== WHAT IS NEEDED ==
Everything in the listing beneath must be transcribed exactly.

== INFORMATION ==
────────

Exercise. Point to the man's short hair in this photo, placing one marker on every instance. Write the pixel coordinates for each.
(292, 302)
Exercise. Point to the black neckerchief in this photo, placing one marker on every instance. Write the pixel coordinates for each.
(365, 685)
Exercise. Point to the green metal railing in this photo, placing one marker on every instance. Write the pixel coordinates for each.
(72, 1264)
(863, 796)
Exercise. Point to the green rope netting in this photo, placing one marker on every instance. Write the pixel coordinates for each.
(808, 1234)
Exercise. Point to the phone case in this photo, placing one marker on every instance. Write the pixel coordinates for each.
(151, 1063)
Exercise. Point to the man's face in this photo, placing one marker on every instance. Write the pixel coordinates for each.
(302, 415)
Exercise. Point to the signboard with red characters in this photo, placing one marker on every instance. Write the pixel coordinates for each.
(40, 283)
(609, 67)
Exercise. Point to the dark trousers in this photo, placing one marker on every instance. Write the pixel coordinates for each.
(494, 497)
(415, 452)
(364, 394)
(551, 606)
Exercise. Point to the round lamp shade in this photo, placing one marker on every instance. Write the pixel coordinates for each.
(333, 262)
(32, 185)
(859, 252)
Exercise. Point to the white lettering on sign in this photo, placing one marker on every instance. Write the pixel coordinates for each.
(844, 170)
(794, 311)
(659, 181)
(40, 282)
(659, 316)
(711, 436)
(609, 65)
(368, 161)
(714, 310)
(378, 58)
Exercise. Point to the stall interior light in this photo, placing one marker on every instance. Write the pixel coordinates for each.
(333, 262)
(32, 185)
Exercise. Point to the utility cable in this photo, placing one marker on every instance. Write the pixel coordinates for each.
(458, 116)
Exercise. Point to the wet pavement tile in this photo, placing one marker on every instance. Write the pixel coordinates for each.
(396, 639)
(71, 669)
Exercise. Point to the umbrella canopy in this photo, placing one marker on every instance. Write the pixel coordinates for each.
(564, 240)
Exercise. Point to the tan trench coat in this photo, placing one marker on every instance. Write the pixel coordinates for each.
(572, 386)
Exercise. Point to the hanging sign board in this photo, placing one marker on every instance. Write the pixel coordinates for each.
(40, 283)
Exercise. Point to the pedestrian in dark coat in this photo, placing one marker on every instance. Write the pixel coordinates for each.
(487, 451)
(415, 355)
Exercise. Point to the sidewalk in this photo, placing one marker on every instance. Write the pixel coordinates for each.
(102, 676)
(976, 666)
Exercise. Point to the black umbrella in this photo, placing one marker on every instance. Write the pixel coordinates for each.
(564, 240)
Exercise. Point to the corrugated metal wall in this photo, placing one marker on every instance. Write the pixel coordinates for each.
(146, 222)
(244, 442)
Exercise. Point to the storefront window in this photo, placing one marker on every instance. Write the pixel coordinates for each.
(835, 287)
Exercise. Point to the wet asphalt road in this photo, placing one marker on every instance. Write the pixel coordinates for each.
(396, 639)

────────

== RESPONSE FOR THIS EXERCISE ==
Exercise. Point to the man's short hair in this photo, placing one marker on every instance. Write the pixel coordinates for each.
(292, 302)
Exercise. Point to the black neckerchief in this photo, placing one marker on every instance. Write the pixel coordinates for each.
(365, 685)
Exercise. Point to the green metal railing in this photo, placing one marker on every instance. Write the pixel coordinates for each.
(72, 1264)
(863, 796)
Exercise. Point to the green rope netting in this photo, placing one marker on every instance. Write the pixel coordinates for each.
(808, 1234)
Exercise. Point to the phone case in this photo, placing one marker on every instance. Write the pixel coordinates for each.
(151, 1063)
Exercise. Point to the man's face in this photo, placing one marker on every instance. Write the pixel coordinates for each.
(302, 415)
Exercise. Point to the signboard with red characters in this photo, placing one marker on every instance. Write the pixel coordinates for each.
(40, 283)
(609, 67)
Exercise. Point to the dark trousers in this photo, placing one marker on every instance. Write the pixel coordinates for each.
(494, 497)
(415, 452)
(364, 394)
(551, 606)
Exercise. Point to the round lamp shade in this photo, placing one marker on every instance. Write the pixel coordinates for each.
(333, 262)
(32, 185)
(859, 252)
Exercise. Point to the white lettering on sign in this photo, placing one marker on every instance. Write the pixel coordinates for each.
(844, 170)
(794, 311)
(659, 181)
(40, 282)
(659, 316)
(711, 436)
(609, 65)
(368, 161)
(714, 310)
(378, 58)
Exercise. Point to the stall interior light in this photo, placing one marker on every instance. Write the pixel coordinates for each.
(333, 262)
(32, 185)
Exercise. Point to the utility cable in this photo, placing one marker on every instance. Write the pixel coordinates for each.
(458, 116)
Exercise. Point to the wet pavement tile in this photo, placing one marker on every instance. Write the pixel coordinates for each.
(396, 639)
(71, 669)
Exercise. Point to the umbrella canopy in this photo, placing one marker on every instance. Write the pixel coordinates for each.
(564, 240)
Exercise. Point to the tan trench coat in this photo, placing one marker on every instance. Write the pixel coordinates for each.
(572, 386)
Exercise. Point to the hanging sign board in this photo, placing one marker on every instance. Write the pixel coordinates for each.
(40, 283)
Exercise. Point to the pedestrian in dark coat in this photo, placing one marker on every instance. Write the pixel coordinates for each.
(487, 451)
(415, 355)
Exercise. Point to the sidewalk in this photo, placing one marker on every instance. Write the pixel coordinates for each.
(102, 676)
(976, 666)
Exercise. Point to the black umbrella in this photo, placing one marker on every instance. Write the pixel coordinates for each.
(564, 240)
Exercise. Point to the corrugated metal wall in this photo, placing one marker on every instance. Write the pixel coordinates for each.
(146, 222)
(244, 442)
Exercise. Point to the storefront window in this photo, placing one marker on every instance. Write the pixel coordinates for each.
(835, 287)
Exercise. Point to the wet asphalt road in this photo, placing one marker on every instance. Write the pixel coordinates for each.
(396, 639)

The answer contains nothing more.